» What to work on: If a line of the data below contains the string "brown", count it, then state the total alone.

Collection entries
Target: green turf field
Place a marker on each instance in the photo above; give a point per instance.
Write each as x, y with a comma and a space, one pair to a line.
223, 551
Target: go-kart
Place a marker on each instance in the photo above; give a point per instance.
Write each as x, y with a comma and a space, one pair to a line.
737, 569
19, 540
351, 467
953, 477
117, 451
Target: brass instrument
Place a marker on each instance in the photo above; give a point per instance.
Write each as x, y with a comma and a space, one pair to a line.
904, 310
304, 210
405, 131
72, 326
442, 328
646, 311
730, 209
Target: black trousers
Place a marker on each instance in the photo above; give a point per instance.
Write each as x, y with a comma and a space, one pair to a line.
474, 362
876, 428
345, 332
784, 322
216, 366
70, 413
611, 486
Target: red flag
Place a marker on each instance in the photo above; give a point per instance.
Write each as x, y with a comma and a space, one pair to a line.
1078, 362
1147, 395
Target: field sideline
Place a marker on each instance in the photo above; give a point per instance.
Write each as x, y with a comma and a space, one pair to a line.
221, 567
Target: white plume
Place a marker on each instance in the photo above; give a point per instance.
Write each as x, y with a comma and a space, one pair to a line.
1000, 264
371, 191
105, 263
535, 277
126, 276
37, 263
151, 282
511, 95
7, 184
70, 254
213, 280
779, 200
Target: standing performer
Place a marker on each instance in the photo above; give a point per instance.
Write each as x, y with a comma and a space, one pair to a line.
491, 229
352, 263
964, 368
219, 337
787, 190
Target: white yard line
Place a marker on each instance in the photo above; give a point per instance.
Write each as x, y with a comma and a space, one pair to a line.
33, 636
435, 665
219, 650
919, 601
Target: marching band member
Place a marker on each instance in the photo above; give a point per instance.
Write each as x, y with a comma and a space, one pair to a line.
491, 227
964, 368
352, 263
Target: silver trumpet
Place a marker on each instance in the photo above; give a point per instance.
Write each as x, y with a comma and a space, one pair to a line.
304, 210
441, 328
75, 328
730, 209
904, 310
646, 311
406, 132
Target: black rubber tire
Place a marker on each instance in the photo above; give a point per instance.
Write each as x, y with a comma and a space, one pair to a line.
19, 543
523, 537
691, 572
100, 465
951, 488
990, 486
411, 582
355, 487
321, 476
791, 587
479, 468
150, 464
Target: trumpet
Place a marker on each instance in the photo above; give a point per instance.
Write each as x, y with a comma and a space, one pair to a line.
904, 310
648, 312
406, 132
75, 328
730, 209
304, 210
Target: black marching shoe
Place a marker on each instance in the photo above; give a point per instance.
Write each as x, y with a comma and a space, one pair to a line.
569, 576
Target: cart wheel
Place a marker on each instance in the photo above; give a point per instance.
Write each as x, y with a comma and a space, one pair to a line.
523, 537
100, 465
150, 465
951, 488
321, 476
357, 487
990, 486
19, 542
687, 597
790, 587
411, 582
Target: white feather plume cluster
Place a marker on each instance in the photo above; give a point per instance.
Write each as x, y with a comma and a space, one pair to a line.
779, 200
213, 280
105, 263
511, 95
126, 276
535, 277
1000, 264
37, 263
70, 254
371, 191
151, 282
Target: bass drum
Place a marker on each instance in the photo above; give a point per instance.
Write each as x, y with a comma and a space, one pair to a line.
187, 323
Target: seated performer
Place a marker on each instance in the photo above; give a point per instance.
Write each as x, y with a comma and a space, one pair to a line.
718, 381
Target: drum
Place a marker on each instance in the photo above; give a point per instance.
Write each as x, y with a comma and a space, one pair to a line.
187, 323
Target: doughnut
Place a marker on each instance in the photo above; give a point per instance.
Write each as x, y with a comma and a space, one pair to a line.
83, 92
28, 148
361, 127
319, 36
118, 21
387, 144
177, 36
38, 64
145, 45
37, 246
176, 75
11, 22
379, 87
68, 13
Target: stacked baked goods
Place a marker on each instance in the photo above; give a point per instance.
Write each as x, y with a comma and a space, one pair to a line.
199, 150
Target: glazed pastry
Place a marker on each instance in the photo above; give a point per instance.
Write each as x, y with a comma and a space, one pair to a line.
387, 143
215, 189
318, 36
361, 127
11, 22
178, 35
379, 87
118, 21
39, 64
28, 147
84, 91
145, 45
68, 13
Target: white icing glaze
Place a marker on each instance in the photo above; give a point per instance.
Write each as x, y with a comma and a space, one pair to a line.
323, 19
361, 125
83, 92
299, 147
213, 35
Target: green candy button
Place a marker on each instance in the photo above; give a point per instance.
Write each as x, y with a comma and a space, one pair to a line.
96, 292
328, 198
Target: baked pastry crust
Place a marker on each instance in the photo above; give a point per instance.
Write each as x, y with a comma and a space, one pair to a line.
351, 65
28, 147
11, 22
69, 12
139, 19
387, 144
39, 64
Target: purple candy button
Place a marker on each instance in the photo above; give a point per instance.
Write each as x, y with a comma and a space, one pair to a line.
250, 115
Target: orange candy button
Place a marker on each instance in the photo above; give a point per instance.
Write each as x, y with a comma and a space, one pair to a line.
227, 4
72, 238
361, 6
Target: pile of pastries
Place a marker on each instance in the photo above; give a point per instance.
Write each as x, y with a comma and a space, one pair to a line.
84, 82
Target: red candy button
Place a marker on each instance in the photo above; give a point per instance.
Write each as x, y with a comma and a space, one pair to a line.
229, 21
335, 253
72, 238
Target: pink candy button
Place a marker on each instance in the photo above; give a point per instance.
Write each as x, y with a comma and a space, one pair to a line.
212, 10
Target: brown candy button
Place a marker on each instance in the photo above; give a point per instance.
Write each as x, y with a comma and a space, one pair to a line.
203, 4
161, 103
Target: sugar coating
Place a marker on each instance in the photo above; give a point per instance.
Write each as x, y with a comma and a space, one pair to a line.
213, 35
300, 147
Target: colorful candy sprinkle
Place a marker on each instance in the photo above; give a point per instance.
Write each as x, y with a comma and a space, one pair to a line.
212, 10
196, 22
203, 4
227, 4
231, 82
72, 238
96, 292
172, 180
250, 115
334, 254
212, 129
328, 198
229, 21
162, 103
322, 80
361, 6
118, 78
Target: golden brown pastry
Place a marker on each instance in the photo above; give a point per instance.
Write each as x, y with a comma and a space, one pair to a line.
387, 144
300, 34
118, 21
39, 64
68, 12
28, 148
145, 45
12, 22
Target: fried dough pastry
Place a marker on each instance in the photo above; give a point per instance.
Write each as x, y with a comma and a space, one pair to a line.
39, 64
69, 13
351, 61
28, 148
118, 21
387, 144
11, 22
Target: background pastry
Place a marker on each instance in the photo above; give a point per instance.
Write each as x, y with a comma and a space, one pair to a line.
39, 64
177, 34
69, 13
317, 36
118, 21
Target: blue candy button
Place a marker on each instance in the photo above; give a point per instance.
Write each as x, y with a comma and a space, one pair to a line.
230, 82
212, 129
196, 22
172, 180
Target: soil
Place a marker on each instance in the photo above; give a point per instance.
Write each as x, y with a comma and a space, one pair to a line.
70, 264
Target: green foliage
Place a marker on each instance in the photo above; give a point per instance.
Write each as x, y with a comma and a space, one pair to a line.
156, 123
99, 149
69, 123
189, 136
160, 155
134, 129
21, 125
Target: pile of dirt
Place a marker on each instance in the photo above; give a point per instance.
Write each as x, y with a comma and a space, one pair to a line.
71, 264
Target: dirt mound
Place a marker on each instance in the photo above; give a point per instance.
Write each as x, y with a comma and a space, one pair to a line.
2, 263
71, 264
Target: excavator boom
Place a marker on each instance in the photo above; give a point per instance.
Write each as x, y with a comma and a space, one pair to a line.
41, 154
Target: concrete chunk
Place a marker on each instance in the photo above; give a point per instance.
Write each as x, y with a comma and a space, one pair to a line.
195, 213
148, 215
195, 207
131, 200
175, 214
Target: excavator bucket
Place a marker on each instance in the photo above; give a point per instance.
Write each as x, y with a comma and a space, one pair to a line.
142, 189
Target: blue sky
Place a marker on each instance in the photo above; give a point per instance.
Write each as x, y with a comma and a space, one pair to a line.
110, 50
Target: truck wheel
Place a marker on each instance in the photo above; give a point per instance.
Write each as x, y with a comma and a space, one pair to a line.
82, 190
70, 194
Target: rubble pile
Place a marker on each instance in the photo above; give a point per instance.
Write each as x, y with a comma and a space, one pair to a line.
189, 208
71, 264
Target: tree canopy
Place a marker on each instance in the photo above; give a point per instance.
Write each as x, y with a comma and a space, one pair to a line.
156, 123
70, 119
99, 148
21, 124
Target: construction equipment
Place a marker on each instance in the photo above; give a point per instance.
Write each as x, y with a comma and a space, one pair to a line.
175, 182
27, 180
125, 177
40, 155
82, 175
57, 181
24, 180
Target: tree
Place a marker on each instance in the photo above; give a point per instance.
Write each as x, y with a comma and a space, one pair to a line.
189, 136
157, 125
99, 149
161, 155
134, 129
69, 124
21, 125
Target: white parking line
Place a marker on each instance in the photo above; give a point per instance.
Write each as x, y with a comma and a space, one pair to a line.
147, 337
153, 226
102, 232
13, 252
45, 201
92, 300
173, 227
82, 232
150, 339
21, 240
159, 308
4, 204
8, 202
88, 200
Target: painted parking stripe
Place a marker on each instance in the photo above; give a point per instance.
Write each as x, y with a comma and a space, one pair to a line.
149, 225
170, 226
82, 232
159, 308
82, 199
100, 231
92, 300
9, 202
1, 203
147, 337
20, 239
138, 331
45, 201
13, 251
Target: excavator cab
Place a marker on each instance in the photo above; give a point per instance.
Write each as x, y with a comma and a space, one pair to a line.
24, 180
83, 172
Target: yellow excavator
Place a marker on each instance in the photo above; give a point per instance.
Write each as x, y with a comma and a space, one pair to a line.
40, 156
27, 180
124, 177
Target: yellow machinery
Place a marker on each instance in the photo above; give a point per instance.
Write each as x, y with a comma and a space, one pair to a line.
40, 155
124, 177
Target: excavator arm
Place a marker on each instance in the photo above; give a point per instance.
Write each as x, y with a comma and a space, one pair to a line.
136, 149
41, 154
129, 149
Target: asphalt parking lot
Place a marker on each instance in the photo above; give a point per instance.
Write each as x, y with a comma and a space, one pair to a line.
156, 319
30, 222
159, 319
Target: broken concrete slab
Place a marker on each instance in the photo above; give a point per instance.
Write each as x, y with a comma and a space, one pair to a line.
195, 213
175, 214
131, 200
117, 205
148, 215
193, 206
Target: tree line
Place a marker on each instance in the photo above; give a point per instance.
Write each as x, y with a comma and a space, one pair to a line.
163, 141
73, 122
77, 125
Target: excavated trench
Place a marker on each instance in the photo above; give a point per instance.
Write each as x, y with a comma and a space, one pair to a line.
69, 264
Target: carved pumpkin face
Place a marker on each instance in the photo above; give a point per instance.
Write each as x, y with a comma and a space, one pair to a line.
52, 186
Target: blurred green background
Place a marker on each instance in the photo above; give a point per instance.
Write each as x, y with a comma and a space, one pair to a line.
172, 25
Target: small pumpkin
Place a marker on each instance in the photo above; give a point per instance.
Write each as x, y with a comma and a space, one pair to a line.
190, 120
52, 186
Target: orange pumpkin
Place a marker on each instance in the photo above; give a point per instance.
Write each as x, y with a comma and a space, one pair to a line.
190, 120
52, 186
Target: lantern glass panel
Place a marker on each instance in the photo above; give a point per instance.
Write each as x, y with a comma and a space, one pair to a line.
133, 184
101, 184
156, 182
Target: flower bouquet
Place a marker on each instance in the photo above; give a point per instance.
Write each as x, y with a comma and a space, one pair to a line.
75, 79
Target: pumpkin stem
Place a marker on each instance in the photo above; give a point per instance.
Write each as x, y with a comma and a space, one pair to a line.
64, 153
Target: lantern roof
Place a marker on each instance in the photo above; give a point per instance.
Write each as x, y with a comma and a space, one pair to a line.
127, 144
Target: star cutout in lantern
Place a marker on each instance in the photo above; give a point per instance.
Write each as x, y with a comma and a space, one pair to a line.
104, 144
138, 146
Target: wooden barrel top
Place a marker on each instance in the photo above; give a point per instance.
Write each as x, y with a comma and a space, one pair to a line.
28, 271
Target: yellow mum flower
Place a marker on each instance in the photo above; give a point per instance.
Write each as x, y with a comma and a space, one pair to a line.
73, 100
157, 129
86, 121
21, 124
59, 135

» Reply to the task: 2